Written exercise: Count the lines of the material that contain the word "tree", and reply with the number alone.

Bounding-box records
_ _ _ _ _
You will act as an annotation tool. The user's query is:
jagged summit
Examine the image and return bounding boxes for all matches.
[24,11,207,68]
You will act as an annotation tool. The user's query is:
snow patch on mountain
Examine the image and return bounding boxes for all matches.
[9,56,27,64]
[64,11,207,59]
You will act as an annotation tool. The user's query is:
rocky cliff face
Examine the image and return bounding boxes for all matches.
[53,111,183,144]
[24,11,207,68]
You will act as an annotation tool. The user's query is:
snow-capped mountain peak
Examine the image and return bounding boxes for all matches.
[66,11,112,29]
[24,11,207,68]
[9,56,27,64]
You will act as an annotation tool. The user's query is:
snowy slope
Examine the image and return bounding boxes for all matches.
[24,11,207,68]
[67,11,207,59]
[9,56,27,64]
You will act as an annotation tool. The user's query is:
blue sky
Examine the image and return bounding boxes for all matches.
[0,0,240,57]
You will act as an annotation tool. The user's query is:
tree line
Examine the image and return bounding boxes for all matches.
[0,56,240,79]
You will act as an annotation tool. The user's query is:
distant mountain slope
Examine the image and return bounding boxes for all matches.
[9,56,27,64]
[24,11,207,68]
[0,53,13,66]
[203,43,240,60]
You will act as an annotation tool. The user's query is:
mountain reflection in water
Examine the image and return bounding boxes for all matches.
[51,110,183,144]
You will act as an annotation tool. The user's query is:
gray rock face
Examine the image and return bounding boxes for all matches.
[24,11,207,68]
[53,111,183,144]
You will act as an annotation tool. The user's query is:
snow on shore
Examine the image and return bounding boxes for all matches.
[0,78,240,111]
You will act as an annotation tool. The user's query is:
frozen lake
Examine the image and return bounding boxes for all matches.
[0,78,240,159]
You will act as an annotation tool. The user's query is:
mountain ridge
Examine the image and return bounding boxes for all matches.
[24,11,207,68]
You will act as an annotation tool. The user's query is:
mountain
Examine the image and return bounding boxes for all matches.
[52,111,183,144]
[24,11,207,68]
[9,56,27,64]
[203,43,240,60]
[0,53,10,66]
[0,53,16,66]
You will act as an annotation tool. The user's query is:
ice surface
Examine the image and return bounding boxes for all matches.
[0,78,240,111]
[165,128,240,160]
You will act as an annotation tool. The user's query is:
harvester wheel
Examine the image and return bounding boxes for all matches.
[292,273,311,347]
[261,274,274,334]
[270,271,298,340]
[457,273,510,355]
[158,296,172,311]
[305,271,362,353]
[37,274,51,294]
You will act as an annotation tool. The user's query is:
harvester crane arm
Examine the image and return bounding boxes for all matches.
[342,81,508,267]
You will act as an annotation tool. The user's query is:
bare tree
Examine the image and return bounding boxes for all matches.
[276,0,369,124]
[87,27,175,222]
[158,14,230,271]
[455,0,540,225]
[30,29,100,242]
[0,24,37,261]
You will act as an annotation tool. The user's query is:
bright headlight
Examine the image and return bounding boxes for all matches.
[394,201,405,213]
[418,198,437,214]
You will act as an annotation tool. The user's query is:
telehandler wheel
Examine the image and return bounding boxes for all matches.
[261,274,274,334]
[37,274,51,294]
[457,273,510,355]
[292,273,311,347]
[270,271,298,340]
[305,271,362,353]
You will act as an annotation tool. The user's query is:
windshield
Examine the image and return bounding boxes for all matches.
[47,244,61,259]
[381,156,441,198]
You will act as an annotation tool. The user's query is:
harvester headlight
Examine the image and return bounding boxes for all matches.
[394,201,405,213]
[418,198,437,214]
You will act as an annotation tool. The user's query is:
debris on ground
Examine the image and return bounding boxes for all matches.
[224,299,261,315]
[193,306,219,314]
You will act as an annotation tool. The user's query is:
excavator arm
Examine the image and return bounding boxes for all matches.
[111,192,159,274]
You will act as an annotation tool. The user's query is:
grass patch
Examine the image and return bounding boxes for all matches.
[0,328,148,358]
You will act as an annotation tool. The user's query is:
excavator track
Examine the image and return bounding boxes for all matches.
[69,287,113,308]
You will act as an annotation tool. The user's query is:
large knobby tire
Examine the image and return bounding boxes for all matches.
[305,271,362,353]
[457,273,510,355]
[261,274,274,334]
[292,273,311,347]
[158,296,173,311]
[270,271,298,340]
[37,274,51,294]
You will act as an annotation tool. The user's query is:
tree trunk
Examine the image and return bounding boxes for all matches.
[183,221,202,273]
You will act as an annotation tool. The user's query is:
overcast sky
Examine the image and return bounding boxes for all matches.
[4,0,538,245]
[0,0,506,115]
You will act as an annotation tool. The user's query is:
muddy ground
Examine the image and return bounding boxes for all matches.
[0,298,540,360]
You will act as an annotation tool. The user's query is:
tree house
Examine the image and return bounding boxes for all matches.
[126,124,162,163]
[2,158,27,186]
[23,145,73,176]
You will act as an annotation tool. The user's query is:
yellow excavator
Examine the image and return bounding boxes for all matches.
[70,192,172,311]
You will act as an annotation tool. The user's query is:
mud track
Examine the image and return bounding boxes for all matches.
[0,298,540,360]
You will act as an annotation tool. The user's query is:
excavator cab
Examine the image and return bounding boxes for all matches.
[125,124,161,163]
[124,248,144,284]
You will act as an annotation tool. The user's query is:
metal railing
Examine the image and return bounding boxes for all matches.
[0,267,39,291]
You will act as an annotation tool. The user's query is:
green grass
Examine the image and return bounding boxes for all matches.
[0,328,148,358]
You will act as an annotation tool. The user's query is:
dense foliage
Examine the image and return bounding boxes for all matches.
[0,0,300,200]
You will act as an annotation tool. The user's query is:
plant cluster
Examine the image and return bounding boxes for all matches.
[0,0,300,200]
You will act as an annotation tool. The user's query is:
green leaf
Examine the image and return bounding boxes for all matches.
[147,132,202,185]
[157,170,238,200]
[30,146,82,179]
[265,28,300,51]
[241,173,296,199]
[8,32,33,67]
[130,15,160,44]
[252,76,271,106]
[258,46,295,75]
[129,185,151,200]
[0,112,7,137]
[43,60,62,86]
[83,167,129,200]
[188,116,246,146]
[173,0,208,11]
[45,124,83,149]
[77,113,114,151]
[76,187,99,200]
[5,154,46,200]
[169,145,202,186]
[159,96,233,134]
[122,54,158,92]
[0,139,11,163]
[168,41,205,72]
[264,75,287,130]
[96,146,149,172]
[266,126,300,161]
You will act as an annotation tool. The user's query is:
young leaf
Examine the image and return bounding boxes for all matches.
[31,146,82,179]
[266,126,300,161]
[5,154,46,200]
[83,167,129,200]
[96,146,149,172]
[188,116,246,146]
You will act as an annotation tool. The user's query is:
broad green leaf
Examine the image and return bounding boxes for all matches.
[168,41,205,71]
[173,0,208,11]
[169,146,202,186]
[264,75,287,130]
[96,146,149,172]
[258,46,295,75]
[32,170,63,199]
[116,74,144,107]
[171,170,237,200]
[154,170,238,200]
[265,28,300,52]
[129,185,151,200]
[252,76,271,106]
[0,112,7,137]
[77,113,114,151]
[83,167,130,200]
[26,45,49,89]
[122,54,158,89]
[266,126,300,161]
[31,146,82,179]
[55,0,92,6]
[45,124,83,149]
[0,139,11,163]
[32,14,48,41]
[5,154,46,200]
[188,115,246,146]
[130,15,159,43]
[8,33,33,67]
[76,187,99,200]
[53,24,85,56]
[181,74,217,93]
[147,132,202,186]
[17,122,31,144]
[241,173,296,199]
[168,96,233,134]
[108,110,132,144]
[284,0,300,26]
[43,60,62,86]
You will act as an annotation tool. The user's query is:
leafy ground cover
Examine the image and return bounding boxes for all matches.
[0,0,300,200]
_ _ _ _ _
Solution for this problem: 4